• **Job**:
Rewrite the stretch of the listing from the line containing "Question: In the image above, where is the still" through the line containing "[241,201,384,220]", replacing "tree trunk" with "trunk" and leaving everything else unchanged. Give only those lines.

- - - - - - -

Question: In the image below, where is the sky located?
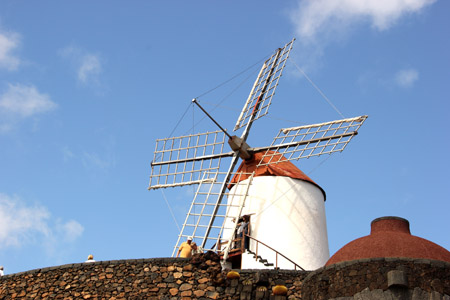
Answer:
[0,0,450,274]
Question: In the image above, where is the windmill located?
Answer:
[149,39,367,269]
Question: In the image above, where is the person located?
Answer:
[177,236,192,258]
[237,215,250,250]
[191,242,203,255]
[85,254,95,262]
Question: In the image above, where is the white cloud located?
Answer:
[395,69,419,88]
[0,32,20,71]
[61,220,84,242]
[82,152,116,170]
[288,0,436,71]
[0,84,56,118]
[291,0,436,40]
[78,54,102,83]
[0,194,50,248]
[60,46,102,85]
[0,84,57,133]
[0,193,84,249]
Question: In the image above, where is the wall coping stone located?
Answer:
[0,257,190,281]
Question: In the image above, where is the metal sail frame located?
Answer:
[149,39,367,258]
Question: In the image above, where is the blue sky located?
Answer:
[0,0,450,273]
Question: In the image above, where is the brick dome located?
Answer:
[326,217,450,266]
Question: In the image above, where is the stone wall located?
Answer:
[0,254,307,300]
[303,258,450,300]
[0,252,450,300]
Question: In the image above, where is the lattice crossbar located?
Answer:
[234,40,294,131]
[172,172,253,256]
[149,131,233,189]
[260,116,367,165]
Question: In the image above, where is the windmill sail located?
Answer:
[172,172,253,256]
[148,131,234,190]
[249,116,367,165]
[234,39,295,131]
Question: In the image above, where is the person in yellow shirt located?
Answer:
[177,236,192,258]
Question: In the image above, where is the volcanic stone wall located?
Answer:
[0,252,450,300]
[0,253,307,300]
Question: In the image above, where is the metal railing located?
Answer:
[219,234,305,271]
[241,235,305,271]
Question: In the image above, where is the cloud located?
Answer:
[0,84,57,118]
[0,193,84,249]
[0,84,57,133]
[59,46,102,85]
[82,152,116,170]
[288,0,436,70]
[395,69,419,88]
[291,0,436,39]
[0,32,21,71]
[61,220,84,242]
[0,194,50,249]
[78,54,102,83]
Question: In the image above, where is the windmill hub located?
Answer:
[228,135,253,160]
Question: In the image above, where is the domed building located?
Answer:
[302,217,450,300]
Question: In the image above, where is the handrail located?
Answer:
[241,234,305,271]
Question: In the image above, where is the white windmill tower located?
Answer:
[149,40,367,270]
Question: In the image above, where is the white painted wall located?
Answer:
[224,176,330,270]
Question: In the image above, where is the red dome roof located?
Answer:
[326,217,450,266]
[228,151,326,199]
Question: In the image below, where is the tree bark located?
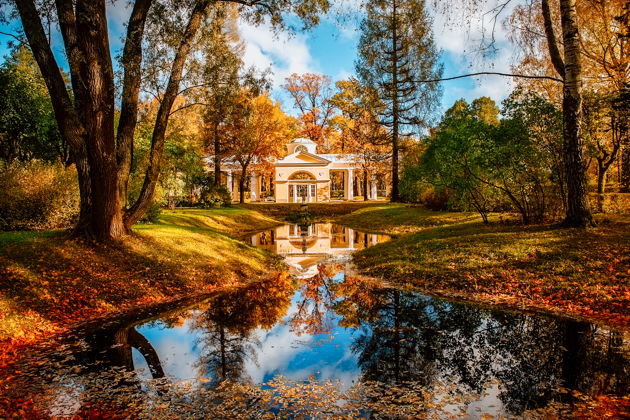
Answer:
[390,1,400,203]
[238,167,247,204]
[76,0,125,241]
[15,0,92,233]
[213,123,221,187]
[560,0,594,227]
[116,0,153,209]
[124,0,213,229]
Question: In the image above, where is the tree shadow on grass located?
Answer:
[0,225,278,346]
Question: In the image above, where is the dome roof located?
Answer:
[291,138,315,144]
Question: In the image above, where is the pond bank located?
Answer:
[337,204,630,327]
[0,207,279,367]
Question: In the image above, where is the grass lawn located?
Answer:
[337,204,630,326]
[0,207,278,358]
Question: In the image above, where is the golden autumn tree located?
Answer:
[283,73,335,151]
[332,78,390,200]
[509,0,630,193]
[8,0,330,242]
[229,91,295,203]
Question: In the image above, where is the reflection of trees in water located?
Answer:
[289,264,342,335]
[335,277,629,413]
[194,275,295,381]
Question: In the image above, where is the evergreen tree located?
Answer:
[356,0,442,201]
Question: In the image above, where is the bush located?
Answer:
[0,161,80,230]
[199,184,232,208]
[420,187,451,211]
[589,193,630,214]
[140,201,162,223]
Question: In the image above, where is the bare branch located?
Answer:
[415,71,564,83]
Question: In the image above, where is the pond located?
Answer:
[4,223,630,418]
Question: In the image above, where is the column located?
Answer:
[370,174,378,200]
[249,172,258,203]
[346,168,354,201]
[225,170,234,200]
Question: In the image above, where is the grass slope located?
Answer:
[338,204,630,326]
[0,207,278,356]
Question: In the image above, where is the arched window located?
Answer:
[289,172,315,179]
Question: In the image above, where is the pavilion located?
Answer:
[216,138,389,203]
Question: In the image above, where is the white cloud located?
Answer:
[239,21,319,89]
[431,0,521,107]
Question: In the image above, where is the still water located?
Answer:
[4,223,630,418]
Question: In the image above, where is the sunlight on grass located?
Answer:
[0,207,278,343]
[340,204,630,325]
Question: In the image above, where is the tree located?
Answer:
[583,92,628,194]
[356,0,441,201]
[332,78,389,200]
[11,0,329,241]
[284,73,334,150]
[230,92,292,203]
[0,45,70,164]
[421,99,506,223]
[196,3,243,185]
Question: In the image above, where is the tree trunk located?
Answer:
[116,0,152,209]
[621,143,630,193]
[238,169,247,204]
[597,159,608,194]
[560,0,594,227]
[124,0,213,230]
[390,2,400,203]
[213,123,221,187]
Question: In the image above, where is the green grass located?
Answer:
[0,207,278,343]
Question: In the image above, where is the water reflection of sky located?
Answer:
[133,273,360,390]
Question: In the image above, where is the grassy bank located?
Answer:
[338,204,630,326]
[0,207,278,363]
[241,201,384,220]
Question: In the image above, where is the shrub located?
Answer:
[0,161,80,230]
[420,187,451,211]
[199,184,232,208]
[140,201,162,223]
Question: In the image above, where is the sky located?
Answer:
[0,0,517,120]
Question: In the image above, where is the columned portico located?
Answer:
[209,139,390,203]
[249,172,260,201]
[344,168,354,200]
[370,173,378,200]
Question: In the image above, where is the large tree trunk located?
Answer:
[116,0,153,209]
[125,0,213,229]
[390,2,400,203]
[560,0,593,227]
[214,123,221,187]
[238,168,247,204]
[76,0,125,240]
[597,160,608,194]
[621,143,630,193]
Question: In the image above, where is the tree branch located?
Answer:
[541,0,564,79]
[415,71,564,83]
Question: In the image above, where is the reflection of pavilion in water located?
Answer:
[252,223,389,277]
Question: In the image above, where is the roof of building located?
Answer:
[291,137,315,144]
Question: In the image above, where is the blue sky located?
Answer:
[0,0,516,120]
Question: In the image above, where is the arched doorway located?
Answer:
[289,171,317,203]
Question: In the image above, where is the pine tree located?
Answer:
[356,0,442,201]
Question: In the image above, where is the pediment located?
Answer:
[278,152,330,165]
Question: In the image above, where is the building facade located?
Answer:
[217,138,388,203]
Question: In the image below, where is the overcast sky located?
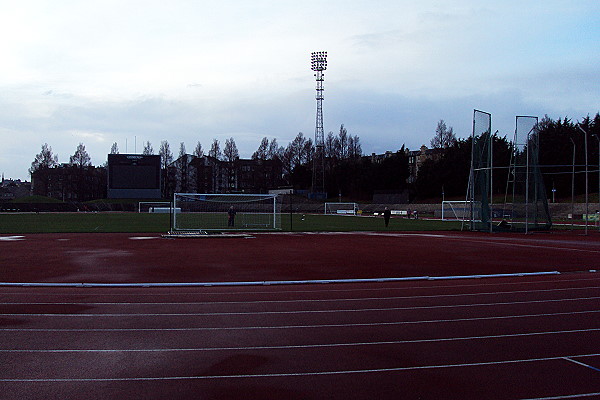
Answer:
[0,0,600,180]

- - - - - - -

• **Response**:
Question: In the image above, where is the still water located?
Answer:
[4,223,630,418]
Question: In the image above, where is the sunlight on grass located?
Answer:
[0,207,278,343]
[340,204,630,325]
Question: In the image above, where is the tree located?
Answer:
[583,92,628,194]
[356,0,441,201]
[332,78,389,200]
[11,0,329,241]
[284,73,334,150]
[230,92,292,203]
[0,45,70,164]
[421,99,506,223]
[196,3,243,185]
Question: In the image above, where is the trunk located?
Answer:
[116,0,152,209]
[621,143,630,193]
[238,169,247,204]
[597,159,608,194]
[560,0,594,227]
[124,0,213,230]
[390,2,400,203]
[213,123,221,187]
Question: In the image above, where is the green grass located?
Answer:
[0,207,278,343]
Question: In the image above, where is the water reflection of sky located?
Answer:
[133,273,360,390]
Question: In the image above, where is the grassy bank located?
Answer:
[338,204,630,326]
[0,207,278,363]
[241,201,384,220]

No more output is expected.